◆ Provided data ◆
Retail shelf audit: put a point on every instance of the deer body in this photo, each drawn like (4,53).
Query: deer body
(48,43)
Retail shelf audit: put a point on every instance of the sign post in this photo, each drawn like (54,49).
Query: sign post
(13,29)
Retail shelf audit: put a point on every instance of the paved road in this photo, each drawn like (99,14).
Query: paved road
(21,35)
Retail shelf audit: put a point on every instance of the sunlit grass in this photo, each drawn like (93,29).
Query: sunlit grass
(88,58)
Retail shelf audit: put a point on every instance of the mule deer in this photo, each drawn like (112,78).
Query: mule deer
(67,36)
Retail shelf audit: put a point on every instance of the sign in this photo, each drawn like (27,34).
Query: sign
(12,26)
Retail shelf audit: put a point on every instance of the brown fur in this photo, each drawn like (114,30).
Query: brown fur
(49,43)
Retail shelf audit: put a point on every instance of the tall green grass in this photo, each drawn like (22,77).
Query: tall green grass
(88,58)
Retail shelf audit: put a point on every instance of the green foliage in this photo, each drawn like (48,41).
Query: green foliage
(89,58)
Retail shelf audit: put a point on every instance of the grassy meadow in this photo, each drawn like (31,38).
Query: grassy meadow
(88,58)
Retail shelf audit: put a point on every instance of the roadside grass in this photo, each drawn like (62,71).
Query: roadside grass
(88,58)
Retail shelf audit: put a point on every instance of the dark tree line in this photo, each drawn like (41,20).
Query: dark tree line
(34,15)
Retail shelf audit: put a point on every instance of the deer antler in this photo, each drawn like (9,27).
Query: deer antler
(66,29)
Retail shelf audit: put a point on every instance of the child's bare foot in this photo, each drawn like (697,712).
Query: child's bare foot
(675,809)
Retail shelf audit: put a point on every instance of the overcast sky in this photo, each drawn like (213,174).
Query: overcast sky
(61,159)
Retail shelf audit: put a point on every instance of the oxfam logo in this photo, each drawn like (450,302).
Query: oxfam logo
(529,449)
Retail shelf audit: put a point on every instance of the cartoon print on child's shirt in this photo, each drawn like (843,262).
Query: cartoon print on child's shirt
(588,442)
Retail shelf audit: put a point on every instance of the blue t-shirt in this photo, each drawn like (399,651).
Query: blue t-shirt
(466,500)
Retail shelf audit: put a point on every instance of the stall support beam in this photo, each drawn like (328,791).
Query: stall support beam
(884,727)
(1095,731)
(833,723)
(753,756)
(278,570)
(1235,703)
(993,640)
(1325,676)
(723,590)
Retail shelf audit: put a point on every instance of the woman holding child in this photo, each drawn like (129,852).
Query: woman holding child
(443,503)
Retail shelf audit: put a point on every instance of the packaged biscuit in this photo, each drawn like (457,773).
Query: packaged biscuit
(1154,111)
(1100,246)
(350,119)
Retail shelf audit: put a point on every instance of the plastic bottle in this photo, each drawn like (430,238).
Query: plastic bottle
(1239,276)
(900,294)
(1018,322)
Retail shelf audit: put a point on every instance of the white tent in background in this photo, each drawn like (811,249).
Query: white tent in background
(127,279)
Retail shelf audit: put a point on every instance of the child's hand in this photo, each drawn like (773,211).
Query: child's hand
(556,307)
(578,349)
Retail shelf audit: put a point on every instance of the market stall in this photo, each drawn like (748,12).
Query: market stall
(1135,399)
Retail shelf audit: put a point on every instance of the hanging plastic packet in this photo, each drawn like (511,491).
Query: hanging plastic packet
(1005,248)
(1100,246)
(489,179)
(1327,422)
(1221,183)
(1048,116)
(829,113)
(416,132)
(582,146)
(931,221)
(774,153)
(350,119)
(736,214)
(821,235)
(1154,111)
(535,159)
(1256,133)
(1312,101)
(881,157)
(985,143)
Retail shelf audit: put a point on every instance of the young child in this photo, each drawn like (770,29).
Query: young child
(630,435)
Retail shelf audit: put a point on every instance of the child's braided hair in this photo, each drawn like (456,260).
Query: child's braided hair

◆ Stated goal ◆
Please extract exactly, and only, the lines from the line containing "drawn like (748,12)." through the last line of the records.

◆ Output of the task ◆
Retail shelf audit: put a point on every instance of the market stall in this photo, each drawn like (748,12).
Query: market stall
(1135,399)
Retail shelf audit: put a point on every instance of the hanging plastic packet in this photo, each drawn like (511,491).
Query: hanging plastic packet
(1005,248)
(1100,246)
(489,179)
(1327,422)
(1221,183)
(1048,116)
(829,113)
(416,132)
(582,146)
(931,221)
(774,153)
(350,119)
(736,214)
(821,235)
(1154,111)
(535,159)
(1256,133)
(1312,101)
(881,157)
(985,143)
Retail shelf audit: put a point on every instance of the young child in this photo, each drawn like (770,29).
Query: young child
(630,435)
Retail shelf audit: put a point on every instance of the child's braided hair in this photo, each drawn like (456,260).
Query: child's braided hair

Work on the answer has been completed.